## Dataset content
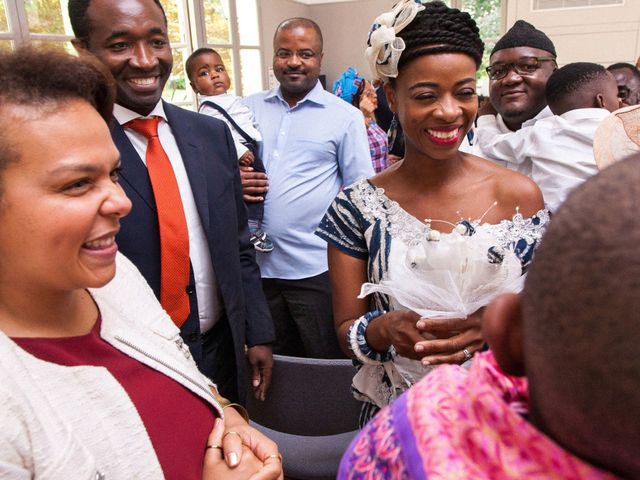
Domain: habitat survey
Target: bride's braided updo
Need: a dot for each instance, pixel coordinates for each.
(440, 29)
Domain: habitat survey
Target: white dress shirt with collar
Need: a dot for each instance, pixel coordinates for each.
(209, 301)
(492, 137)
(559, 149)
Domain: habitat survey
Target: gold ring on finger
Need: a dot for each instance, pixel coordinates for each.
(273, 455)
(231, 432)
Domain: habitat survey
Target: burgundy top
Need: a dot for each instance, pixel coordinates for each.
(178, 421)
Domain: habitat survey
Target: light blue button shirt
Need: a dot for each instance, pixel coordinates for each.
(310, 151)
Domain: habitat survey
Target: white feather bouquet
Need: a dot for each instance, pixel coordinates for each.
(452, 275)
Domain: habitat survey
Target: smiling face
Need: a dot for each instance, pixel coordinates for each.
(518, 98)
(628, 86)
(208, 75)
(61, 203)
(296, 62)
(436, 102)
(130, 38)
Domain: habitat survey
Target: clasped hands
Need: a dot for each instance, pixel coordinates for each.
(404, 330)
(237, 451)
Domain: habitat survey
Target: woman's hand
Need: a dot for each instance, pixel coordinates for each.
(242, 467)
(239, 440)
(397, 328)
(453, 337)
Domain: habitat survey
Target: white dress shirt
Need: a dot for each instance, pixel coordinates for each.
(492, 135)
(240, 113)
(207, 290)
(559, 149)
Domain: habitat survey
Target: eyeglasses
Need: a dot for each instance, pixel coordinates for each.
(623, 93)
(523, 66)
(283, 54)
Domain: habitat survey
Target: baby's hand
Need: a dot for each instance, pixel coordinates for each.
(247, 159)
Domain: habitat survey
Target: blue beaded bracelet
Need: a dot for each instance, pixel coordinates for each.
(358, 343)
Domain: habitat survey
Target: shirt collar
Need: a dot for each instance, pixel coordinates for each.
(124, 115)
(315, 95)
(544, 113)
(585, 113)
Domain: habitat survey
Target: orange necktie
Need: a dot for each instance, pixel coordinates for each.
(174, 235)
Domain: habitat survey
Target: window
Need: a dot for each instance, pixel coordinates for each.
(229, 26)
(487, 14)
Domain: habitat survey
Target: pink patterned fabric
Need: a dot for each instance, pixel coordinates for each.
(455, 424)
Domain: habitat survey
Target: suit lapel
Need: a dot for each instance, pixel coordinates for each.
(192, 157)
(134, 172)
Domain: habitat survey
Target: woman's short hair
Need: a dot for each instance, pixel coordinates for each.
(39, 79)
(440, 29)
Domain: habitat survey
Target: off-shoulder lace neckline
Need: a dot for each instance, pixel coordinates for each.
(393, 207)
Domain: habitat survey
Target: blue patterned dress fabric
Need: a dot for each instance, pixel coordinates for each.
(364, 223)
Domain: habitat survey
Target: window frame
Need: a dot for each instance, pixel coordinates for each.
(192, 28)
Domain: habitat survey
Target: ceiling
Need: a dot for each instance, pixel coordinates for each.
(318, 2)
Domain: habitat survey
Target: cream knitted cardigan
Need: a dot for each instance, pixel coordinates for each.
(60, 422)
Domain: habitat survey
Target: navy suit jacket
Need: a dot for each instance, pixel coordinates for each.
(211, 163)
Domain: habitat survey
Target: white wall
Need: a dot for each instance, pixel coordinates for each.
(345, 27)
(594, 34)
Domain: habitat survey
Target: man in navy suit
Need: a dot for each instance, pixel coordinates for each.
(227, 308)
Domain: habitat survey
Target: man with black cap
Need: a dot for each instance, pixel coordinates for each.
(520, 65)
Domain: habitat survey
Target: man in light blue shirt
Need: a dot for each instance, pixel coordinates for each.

## Directions for this task
Repeat the material above in full and unchanged, minus its images.

## Solution to the exercise
Domain: habitat survey
Target: bride's braided updo
Need: a dot for each instance, pixel coordinates for each.
(440, 29)
Domain: habitat survey
Target: white dress shirt with collar
Need: a dot for each instance, pixel coordinates for each.
(209, 301)
(492, 137)
(559, 149)
Domain: habitat survey
Target: gold ring on finger
Need: a dot for each instance, pixel coordinates for each.
(273, 455)
(231, 432)
Domain: habitat survey
Target: burgundy top
Need: a dot for each instance, pixel coordinates for each.
(178, 421)
Domain: habitat survey
Target: light blue button shirt
Need: a dot for each instance, pixel coordinates for each.
(310, 151)
Domain: habitat survey
Target: white feather bouquet
Need: a dot for each instance, pixel coordinates for each.
(452, 275)
Domain: habitat survey
Target: smiling face
Need: a dot for each instance, pixel coordinates for each.
(518, 98)
(628, 86)
(208, 75)
(61, 203)
(296, 62)
(436, 102)
(130, 38)
Domain: habitat survey
Target: clasped hands
Need: a dot for each instance, pixel coordinates for each.
(404, 330)
(237, 451)
Domain: habitat survey
Target: woman's hand
Need: a dot for each instance, pixel coordinates for each.
(242, 467)
(239, 440)
(397, 328)
(453, 337)
Domain: habitat survey
Target: white dress shirt
Need: a dot for each instance, pixel coordinates for each.
(492, 135)
(240, 113)
(207, 290)
(559, 149)
Domain: habitat survey
Target: eyeglasses
Need: a dot for each instance, pixel coordinates for each.
(623, 93)
(523, 66)
(283, 54)
Domain: habitat survey
Target: baby's hand
Need: a dot for each instance, pixel coordinates for each.
(247, 159)
Domain: habitat survey
Target: blue beaded bracelet
Need: a dot for each instance, pixel coordinates for each.
(358, 343)
Domain: habitat survey
Target: shirt collar
Need: a dot for each instance, pixel coordinates for each.
(124, 115)
(315, 95)
(544, 113)
(585, 113)
Domain: habitat survey
Target: orange necktie
Need: a dot for each instance, pixel coordinates for each.
(174, 235)
Domain: habitat survey
Target: window
Need: a dot for each instance, pixel coordinates for each.
(229, 26)
(487, 14)
Domain: habitat survey
Target: pink patterned fabric
Need: a dot for each instance, pixel coordinates for each.
(455, 424)
Domain: habitat survey
Target: suit lapel
Need: a dot for each instance, pixel coordinates for each.
(192, 157)
(134, 172)
Domain: habitat survey
Target: woman's short hair
Need: a dot for each instance, pixel coordinates for each.
(39, 79)
(440, 29)
Domain: habitat survey
Target: off-shoulder lace neckline
Need: a dot for each instance, pixel coordinates for each.
(393, 207)
Domain: habitat survey
Target: blue patterned dress fabric
Need: a dot for each instance, pixel coordinates for each.
(364, 223)
Domain: habitat survey
Target: window frame
Need: a dot for each instance, pixel coordinates for each.
(192, 28)
Domain: habitat survey
Target: ceiling
Need: a dot for each instance, pixel coordinates for each.
(318, 2)
Domain: habitat survey
Target: cream knitted cardigan
Need: a dot for each instance, pixel coordinates for each.
(60, 422)
Domain: habitat survey
Target: navy suit jacket
Need: a dot for each instance, pixel coordinates for each.
(211, 163)
Domain: habitat survey
Target: white wall
Need: a dot for each instance, pixel coordinates for each.
(345, 27)
(594, 34)
Domain: habitat survey
Target: man in navy suit
Need: a dot for each instance, pixel coordinates for each.
(227, 308)
Domain: habitat survey
Target: man with black cap
Need: a dot for each instance, pixel coordinates for each.
(520, 65)
Domain: habitat survey
Target: man in light blue shirt
Need: a dot for each instance, pixel coordinates for each.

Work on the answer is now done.